__Page text__
******************************

Gord Townley

7 Days makes a lasting contribution

7 Days in May cyclists at Niagara Falls, 2014
We donate to research because we want the money to go directly to improving lives and chance of survival.

"We do this ride in memory of my mother, which is ironic, because she didn't ride a bike and she hated bike riders on the road," says Gord Townley, who with his siblings founded The 7 Days in May Foundation, and its annual cycle around Lake Ontario. 

Lorraine Townley would approve of the Foundation's goals: to raise awareness about pancreas cancer and funds for research. “This is one cancer people don’t want to talk about,” says Gord. “When it comes back, it comes back with a fury.” His mother had surgery and initially received a clean bill of health, but the cancer recurred and she died 3 months later.

7 Days in May takes aim at this problem of recurrence. The Foundation has donated over $75,000 to a clinical trial studying the potential of chemotherapy to prevent recurrence in post-surgical pancreatic cancer patients. The international trial is led in Canada by the Canadian Cancer Trials Group (CCTG).

The trial compares the results of gemcitabine, the standard chemotherapy for pancreatic cancer, with a new combination of chemotherapy treatments called FOLFIRINOX.

"Gemcitabine made a modest advance in survival about a decade ago. Clearly, there is a real unmet need for effective therapies," says Dr Chris O'Callaghan, Senior Investigator, who is leading the trial at CCTG.

Based at Queen's University in Kingston, ON, CCTG receives $5 million annually from the Society, which it leverages by securing industry and other sources of support.

"We exist because of the Canadian Cancer Society, and we work very hard to optimize the impact of every dollar donated to us,” says Dr O’Callaghan.

7 Days in May chose to donate the foundation’s proceeds to the CCTG because they believe it will translate into real results for patients.

“The leveraging aspect is very important to us,” says Gord. “We donate to research because we want the money to go directly to improving lives and chance of survival. For us, it's all about trying to give hope.”

Day 3 of the 7-day ride begins with a visit to CCTG.

“We spend about an hour with the scientists and staff and everyone rides off with a greater sense of purpose,” says Gord.

For CCTG, the cyclists’ visit is a “refreshing reminder of why we do what we do, who we do it for and that we are certainly not alone in wanting to make a difference for cancer patients,” says Dr O’Callaghan.

The 5th annual ride was able to sustain a clinical trial run by Dr. Biagi in Kingston, Ontario. The trial was in danger of closing due to lack of funds.

"I'll keep doing this as long as I can ride a bike,” says Gord.

******************************

__Records supplied__
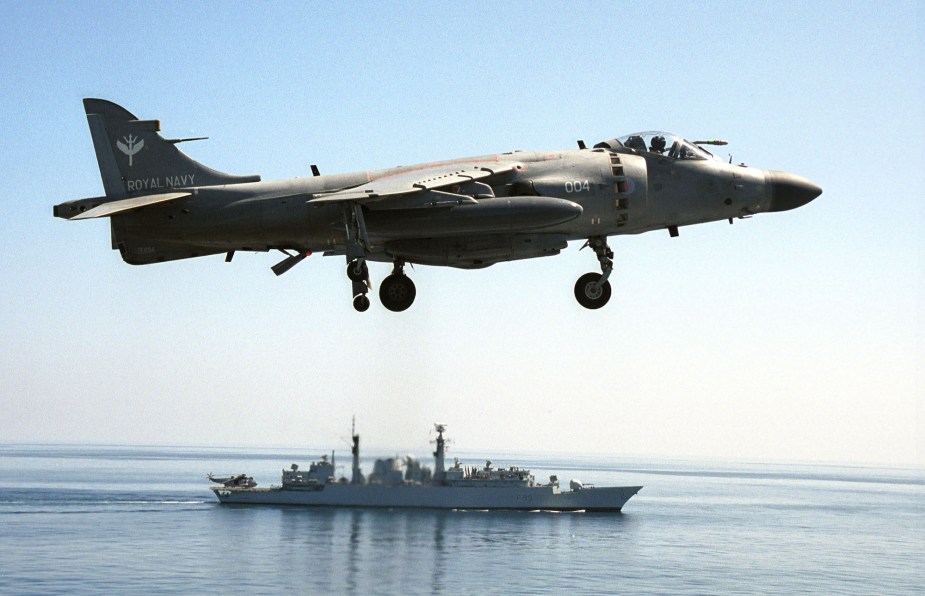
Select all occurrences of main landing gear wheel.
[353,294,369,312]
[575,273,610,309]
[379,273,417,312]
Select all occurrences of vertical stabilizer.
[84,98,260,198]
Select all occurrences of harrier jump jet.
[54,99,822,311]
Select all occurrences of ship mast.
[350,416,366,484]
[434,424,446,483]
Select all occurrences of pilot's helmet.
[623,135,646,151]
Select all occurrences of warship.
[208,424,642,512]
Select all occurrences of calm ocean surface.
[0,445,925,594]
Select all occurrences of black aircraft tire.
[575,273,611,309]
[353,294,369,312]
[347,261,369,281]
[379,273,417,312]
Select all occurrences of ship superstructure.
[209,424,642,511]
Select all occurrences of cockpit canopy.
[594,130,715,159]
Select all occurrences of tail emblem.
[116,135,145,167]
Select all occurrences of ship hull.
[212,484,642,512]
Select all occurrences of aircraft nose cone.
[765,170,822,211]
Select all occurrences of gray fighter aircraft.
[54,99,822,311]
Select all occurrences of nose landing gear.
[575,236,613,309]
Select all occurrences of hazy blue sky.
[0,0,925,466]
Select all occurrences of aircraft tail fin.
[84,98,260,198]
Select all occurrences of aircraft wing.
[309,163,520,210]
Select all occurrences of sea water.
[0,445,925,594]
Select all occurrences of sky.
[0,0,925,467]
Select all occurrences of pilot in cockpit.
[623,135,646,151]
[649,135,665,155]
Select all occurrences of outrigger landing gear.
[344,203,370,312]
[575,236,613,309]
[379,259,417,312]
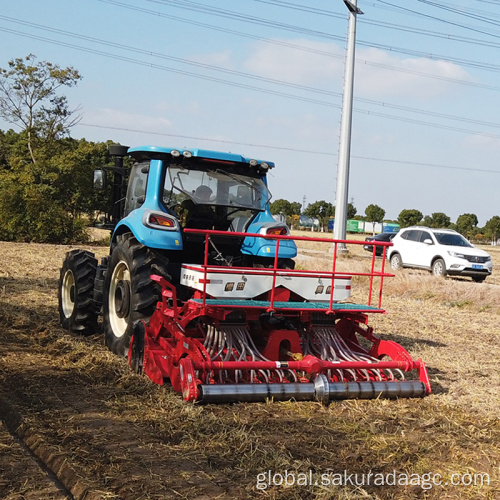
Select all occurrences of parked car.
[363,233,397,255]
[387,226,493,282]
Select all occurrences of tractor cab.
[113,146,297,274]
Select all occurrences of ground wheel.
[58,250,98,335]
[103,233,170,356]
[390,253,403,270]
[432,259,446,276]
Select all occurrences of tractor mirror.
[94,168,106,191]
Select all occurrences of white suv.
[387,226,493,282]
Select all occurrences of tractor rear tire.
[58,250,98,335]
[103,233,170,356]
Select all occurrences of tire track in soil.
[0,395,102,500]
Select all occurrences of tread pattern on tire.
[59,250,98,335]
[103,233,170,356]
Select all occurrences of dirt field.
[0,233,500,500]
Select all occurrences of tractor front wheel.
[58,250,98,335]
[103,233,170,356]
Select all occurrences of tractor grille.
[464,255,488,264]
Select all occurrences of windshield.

******************************

__Exercise description__
Return the part of the 7 Days in May article from "The trial compares" to "treatments called FOLFIRINOX.", copied word for word.

__The answer__
The trial compares the results of gemcitabine, the standard chemotherapy for pancreatic cancer, with a new combination of chemotherapy treatments called FOLFIRINOX.